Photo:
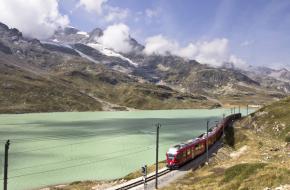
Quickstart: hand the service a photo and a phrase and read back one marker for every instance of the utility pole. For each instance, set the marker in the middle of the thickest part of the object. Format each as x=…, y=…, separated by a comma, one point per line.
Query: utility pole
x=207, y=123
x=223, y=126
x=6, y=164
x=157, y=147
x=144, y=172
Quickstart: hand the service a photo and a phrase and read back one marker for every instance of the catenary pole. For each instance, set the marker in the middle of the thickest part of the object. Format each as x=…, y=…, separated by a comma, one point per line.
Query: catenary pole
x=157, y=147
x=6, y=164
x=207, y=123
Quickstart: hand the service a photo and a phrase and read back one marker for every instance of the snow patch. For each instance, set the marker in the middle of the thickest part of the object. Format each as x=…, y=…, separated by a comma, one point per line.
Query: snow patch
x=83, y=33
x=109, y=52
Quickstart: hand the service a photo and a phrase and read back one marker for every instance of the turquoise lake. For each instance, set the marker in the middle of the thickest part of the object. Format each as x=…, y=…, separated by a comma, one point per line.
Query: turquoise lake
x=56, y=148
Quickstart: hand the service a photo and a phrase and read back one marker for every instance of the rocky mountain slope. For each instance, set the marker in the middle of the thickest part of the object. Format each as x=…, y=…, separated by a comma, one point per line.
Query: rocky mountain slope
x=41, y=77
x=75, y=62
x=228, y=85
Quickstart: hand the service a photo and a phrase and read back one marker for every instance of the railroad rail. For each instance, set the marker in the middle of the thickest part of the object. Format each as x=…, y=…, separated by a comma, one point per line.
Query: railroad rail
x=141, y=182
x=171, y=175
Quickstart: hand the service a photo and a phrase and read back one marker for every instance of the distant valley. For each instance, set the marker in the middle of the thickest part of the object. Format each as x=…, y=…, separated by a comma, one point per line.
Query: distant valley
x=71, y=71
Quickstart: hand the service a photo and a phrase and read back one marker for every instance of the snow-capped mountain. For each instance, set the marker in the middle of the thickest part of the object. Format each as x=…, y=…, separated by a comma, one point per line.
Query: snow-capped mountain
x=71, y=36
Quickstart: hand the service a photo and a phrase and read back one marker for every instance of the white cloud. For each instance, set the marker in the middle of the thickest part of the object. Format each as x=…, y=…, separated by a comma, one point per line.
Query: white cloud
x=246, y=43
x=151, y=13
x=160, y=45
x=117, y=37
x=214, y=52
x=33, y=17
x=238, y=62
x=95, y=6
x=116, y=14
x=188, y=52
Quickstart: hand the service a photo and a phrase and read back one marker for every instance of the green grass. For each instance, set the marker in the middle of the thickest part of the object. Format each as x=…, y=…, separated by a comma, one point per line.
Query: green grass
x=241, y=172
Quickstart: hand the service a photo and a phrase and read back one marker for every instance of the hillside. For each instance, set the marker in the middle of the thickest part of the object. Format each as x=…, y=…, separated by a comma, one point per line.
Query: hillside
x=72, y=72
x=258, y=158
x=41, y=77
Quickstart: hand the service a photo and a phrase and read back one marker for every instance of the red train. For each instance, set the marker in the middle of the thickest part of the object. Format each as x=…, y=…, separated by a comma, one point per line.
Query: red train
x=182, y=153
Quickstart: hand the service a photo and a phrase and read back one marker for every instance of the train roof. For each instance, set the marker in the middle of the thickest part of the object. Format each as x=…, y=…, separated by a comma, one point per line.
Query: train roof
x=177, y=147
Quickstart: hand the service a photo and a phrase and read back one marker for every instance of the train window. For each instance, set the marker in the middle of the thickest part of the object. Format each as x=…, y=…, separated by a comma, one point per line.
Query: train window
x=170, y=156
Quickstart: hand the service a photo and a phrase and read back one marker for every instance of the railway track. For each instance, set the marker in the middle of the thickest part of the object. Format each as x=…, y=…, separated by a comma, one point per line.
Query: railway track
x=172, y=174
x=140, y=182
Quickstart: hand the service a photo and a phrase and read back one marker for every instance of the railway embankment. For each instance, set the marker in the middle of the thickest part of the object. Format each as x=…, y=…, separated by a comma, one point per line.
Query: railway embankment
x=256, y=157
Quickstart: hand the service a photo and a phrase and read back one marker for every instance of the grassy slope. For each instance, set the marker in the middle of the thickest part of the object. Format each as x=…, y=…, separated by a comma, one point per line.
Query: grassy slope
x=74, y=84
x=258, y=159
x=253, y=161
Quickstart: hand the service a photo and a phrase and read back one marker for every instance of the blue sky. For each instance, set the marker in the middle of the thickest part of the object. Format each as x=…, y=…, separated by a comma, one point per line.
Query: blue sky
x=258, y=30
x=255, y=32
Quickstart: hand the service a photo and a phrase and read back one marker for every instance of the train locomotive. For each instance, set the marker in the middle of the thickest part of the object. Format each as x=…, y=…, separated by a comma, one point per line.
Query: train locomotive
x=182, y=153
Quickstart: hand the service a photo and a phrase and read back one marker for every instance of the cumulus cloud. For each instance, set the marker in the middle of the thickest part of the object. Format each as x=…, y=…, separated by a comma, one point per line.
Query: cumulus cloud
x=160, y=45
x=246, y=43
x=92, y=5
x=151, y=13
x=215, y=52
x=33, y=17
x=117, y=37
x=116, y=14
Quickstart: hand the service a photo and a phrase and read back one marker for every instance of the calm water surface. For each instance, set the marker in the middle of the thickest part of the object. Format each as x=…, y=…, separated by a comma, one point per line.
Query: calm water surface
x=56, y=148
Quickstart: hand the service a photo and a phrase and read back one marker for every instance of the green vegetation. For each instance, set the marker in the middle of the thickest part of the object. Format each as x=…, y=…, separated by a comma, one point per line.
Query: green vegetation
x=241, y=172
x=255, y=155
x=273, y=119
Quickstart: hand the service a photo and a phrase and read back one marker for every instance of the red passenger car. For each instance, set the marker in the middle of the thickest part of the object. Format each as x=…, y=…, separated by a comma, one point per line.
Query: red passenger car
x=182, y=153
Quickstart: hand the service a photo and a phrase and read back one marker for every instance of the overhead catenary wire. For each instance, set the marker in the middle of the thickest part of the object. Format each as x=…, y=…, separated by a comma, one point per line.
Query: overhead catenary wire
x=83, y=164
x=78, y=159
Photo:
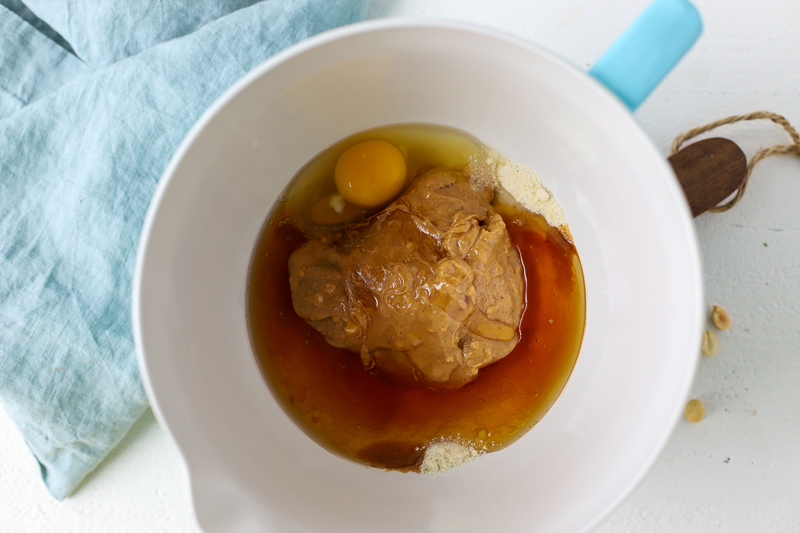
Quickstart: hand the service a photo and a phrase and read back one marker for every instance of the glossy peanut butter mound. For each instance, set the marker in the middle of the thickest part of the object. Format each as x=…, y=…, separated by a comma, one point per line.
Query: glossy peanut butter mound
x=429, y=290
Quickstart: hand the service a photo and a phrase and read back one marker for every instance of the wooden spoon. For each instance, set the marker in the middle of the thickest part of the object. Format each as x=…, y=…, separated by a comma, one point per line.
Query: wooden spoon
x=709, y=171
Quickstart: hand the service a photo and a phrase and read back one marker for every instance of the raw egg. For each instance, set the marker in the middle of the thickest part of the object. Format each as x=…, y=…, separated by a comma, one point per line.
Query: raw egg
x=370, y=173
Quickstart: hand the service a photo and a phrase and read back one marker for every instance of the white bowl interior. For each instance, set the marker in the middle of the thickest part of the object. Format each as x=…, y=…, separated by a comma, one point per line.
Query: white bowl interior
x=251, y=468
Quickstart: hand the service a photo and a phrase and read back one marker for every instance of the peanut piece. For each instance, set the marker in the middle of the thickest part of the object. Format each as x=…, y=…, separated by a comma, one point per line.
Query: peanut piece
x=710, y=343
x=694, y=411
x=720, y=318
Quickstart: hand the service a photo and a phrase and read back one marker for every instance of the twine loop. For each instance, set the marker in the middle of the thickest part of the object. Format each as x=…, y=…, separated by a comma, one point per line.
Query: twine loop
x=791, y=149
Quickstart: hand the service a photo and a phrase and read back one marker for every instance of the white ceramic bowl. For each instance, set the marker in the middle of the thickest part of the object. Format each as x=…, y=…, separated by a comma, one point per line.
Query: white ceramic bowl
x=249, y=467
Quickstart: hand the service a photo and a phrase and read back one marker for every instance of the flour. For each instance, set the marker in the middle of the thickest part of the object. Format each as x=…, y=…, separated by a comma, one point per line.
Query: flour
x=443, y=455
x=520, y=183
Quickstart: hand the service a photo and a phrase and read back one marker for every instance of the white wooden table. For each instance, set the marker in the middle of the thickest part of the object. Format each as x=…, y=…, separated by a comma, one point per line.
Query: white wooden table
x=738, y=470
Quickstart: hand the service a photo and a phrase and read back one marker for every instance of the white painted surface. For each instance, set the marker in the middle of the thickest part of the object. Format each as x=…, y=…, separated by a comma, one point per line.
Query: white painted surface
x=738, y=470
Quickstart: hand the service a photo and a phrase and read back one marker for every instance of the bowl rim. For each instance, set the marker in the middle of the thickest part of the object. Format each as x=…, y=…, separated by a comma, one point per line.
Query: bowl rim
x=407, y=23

══════════

> [TASK REQUIREMENTS]:
Copy verbatim the lines in the entries above, starting with the line containing "the white bowl" and ending with the line containing "x=249, y=467", both included.

> [SOLUTION]:
Quickstart: hand the service a photo and a phrase and read back one marker for every instance of the white bowl interior. For each instance, set the marker in the middle of the thickest part of the object. Format each as x=…, y=…, separated by a comma, one point per line.
Query: white bowl interior
x=251, y=468
Quickstart: hand the service a photo and a phrase and read back one marker for every instance of the peanut piece. For each instance, set the marker in the middle of the thickest part of the object. Format each as x=…, y=…, separated by a comma, one point per line.
Query: peanut piece
x=710, y=343
x=694, y=411
x=720, y=318
Quickstart: hand the service a photo and a phrase and read back one marker for every instance of the twine loop. For each instance, set the marker in the middle of the thickest part of the object. Format each as x=…, y=…, separated by a comma, one point per line.
Query: twine loop
x=791, y=149
Quickstart: hand the service a photo and a phrase and read back one marker for every instance of the white ceramic bowl. For each instance, set the marker in the middle of the thickest part of the object. Format each as x=…, y=…, separated by a comma, one point per line.
Query: white ceramic bowl
x=249, y=467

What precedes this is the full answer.